## PAGE TEXT
What Actually Breaks When You Try to Connect a Dialysis Clinic to the Cloud

By Sai Rupesh Kagga, Senior Software Developer, SanQuest Inc.
LinkedIn: Sai Rupesh Kagga

People keep asking when dialysis goes “fully cloud.” It doesn’t. Not soon. What you see across the networks I’ve worked with is partial migration, analytics, patient portal, ingest from home devices, a few EHR hooks. The clinical core stays on prem because treatment won’t tolerate a WAN flap, and because Fresenius and Baxter ship software glued to their hardware in ways that make lift-and-shift a non-starter. You live in hybrid. The interesting failures all live in the seam.

Machine data

Hemodialysis machines were never designed as data sources. The telemetry exists because regulators leaned on the manufacturers, not because anyone in product wanted to expose it. Each vendor has its own protocol, and asking the integration team a firmware compatibility question is something you block out a week for.

Saved entries

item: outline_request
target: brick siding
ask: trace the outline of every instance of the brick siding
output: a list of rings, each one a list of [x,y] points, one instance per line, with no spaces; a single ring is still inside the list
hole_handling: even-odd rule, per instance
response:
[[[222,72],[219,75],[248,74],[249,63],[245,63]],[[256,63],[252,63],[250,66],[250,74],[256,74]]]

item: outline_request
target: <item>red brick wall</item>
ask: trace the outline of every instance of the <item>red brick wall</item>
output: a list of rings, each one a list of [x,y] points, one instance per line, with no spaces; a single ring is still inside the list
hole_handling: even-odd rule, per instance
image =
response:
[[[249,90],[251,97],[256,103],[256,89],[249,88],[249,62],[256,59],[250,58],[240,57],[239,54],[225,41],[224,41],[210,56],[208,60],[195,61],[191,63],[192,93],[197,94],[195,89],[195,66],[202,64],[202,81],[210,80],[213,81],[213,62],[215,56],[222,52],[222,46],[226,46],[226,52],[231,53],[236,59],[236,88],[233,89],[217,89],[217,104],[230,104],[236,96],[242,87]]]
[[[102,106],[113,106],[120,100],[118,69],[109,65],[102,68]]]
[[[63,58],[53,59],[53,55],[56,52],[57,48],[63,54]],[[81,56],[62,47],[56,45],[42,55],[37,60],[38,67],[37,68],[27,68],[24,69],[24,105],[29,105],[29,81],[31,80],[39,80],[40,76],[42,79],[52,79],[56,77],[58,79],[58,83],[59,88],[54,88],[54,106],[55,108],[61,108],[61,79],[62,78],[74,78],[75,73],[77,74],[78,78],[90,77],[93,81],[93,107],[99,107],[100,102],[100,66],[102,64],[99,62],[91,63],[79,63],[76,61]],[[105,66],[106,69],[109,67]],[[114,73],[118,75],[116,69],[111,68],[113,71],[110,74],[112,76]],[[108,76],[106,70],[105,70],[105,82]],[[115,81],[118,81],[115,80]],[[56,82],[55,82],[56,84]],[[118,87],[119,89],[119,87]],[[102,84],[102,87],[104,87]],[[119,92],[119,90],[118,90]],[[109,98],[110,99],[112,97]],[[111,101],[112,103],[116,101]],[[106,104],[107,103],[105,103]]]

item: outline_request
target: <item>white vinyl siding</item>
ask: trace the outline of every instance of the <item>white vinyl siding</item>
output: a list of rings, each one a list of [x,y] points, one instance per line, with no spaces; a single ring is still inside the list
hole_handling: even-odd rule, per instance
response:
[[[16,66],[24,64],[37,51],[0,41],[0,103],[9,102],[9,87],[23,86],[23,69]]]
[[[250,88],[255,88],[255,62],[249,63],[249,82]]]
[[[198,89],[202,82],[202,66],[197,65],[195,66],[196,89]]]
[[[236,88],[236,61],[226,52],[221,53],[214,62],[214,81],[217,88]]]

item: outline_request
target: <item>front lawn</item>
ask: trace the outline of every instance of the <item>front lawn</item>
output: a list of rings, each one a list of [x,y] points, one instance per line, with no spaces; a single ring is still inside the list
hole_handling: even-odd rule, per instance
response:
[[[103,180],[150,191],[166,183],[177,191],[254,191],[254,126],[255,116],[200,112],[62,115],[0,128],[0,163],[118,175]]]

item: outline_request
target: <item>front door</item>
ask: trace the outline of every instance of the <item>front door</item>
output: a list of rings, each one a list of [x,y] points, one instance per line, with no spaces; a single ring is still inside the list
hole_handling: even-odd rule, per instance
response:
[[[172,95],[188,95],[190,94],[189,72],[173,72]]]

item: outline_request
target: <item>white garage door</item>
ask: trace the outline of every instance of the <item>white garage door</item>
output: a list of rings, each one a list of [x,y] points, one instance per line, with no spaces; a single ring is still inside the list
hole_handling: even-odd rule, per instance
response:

## WORK TASK
Print the full article on connecting dialysis clinics to the cloud, reproducing every word and line without change. Rely solely on the article for this work.

## ANSWER BOX
What Actually Breaks When You Try to Connect a Dialysis Clinic to the Cloud

By Sai Rupesh Kagga, Senior Software Developer, SanQuest Inc.
LinkedIn: Sai Rupesh Kagga

People keep asking when dialysis goes “fully cloud.” It doesn’t. Not soon. What you see across the networks I’ve worked with is partial migration, analytics, patient portal, ingest from home devices, a few EHR hooks. The clinical core stays on prem because treatment won’t tolerate a WAN flap, and because Fresenius and Baxter ship software glued to their hardware in ways that make lift-and-shift a non-starter. You live in hybrid. The interesting failures all live in the seam.

Machine data

Hemodialysis machines were never designed as data sources. The telemetry exists because regulators leaned on the manufacturers, not because anyone in product wanted to expose it. Each vendor has its own protocol, and asking the integration team a firmware compatibility question is something you block out a week for.